%%
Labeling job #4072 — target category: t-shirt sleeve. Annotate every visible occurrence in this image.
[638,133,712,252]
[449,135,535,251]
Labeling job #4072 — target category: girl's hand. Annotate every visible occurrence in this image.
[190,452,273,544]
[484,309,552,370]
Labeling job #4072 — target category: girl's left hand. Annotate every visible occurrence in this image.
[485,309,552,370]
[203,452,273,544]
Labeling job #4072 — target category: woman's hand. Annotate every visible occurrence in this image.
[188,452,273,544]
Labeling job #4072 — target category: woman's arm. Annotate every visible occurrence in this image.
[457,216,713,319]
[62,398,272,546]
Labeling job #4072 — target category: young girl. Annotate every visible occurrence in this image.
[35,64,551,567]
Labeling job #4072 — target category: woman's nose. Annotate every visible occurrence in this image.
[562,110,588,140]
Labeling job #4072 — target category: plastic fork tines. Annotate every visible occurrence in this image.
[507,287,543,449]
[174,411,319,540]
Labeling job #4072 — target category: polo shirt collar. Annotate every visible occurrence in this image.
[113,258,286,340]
%%
### Requirements
Render all of the items above as a two-column CSV with the columns "prompt" and "boxes", one row per item. Each row should hold the item's text and its answer, each in a single quoted field with line breaks replaced by spaces.

### Written response
prompt,boxes
"Labeling job #4072 — target category: t-shirt sleeve. Annotate every visible occurrence in this image.","[638,133,712,252] [449,135,535,251]"
"Labeling job #4072 — target category: girl's hand. Annotate every visible occurrence in this image.","[190,452,273,544] [484,309,552,370]"
"Labeling job #4072 — target category: girl's left hand. Annotate every visible occurrence in this image.","[485,309,552,370] [203,452,273,544]"
"Labeling job #4072 — target category: woman's hand. Annotate every visible occurrence in this image.","[188,452,273,544]"
"Labeling job #4072 — target category: woman's arm. Annotate every visible occurrence in this image.","[457,216,713,319] [62,398,272,546]"
"Labeling job #4072 — target category: young girl. Annotate every visible occurrence in this image.","[35,64,551,567]"
"Labeling job #4072 — target category: woman's nose. Annotate every visible occurrence in this image.","[562,110,588,140]"
"Labeling job #4072 — target category: plastic fork tines. Annotate every visible occurrence in this image.","[507,287,543,449] [174,411,319,540]"
"Labeling job #4072 — target category: polo shirt collar. Annotate every visible occurrence in this image.","[113,258,286,340]"